* [GIVEN RECORDS]
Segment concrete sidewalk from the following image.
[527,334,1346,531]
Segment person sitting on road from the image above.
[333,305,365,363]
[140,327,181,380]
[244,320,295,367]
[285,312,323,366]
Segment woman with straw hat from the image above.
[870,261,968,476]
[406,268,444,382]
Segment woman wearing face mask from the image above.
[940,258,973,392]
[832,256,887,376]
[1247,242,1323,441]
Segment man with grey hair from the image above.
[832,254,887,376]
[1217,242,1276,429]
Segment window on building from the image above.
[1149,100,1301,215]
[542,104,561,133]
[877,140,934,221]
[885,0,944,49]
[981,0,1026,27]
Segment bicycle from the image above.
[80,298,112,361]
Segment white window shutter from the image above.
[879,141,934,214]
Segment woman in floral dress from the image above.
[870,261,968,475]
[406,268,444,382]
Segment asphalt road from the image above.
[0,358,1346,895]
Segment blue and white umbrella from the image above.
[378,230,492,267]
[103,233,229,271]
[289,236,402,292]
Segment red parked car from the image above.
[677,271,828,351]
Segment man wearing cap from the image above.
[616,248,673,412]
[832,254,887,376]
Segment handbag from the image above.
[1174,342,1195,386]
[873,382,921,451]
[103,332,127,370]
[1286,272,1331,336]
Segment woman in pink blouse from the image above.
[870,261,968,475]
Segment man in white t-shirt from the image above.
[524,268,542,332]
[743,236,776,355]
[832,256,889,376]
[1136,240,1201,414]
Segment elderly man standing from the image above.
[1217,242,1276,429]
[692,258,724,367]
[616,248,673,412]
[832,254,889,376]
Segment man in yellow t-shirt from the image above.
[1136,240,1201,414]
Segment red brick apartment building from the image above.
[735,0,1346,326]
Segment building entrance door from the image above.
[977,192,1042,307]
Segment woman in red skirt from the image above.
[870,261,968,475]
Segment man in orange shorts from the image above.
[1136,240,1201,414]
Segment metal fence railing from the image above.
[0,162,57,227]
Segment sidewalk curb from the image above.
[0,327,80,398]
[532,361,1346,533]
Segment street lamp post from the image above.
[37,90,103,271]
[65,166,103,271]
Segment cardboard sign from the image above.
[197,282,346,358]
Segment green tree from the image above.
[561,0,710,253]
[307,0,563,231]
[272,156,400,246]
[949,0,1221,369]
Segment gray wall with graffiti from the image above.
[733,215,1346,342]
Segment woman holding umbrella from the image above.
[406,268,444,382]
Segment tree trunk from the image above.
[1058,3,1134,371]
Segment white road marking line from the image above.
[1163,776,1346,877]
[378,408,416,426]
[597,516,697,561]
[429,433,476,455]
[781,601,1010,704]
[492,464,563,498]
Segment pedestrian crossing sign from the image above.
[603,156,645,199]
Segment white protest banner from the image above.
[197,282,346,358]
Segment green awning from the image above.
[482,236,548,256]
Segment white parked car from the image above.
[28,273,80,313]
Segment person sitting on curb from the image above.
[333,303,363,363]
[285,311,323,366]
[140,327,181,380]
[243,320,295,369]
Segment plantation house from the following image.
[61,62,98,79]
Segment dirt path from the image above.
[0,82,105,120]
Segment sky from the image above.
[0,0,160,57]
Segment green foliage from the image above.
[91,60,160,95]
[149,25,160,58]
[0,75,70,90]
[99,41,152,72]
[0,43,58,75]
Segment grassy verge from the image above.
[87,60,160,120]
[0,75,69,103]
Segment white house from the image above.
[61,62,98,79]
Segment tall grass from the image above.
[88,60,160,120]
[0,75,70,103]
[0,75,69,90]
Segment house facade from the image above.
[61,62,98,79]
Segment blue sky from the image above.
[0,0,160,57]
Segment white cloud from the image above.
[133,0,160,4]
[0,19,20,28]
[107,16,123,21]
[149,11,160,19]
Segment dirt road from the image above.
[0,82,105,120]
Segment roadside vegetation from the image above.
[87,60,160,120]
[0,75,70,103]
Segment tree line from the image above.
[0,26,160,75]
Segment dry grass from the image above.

* [WRITTEN REQUEST] Can you reproduce the rows character for character, beginning at the very first row and stopping after the line that contains "[1247,242,1323,441]", with that line included?

* [FINAL ANSWER]
Segment concrete sidewalk from the following image.
[527,334,1346,531]
Segment person sitting on road from the image above.
[333,305,365,363]
[140,327,181,380]
[244,320,295,367]
[285,312,323,366]
Segment woman with straw hat from the image above.
[870,261,968,476]
[406,268,444,382]
Segment woman wearing face mask from the image above.
[940,258,973,392]
[832,256,887,376]
[1247,242,1323,441]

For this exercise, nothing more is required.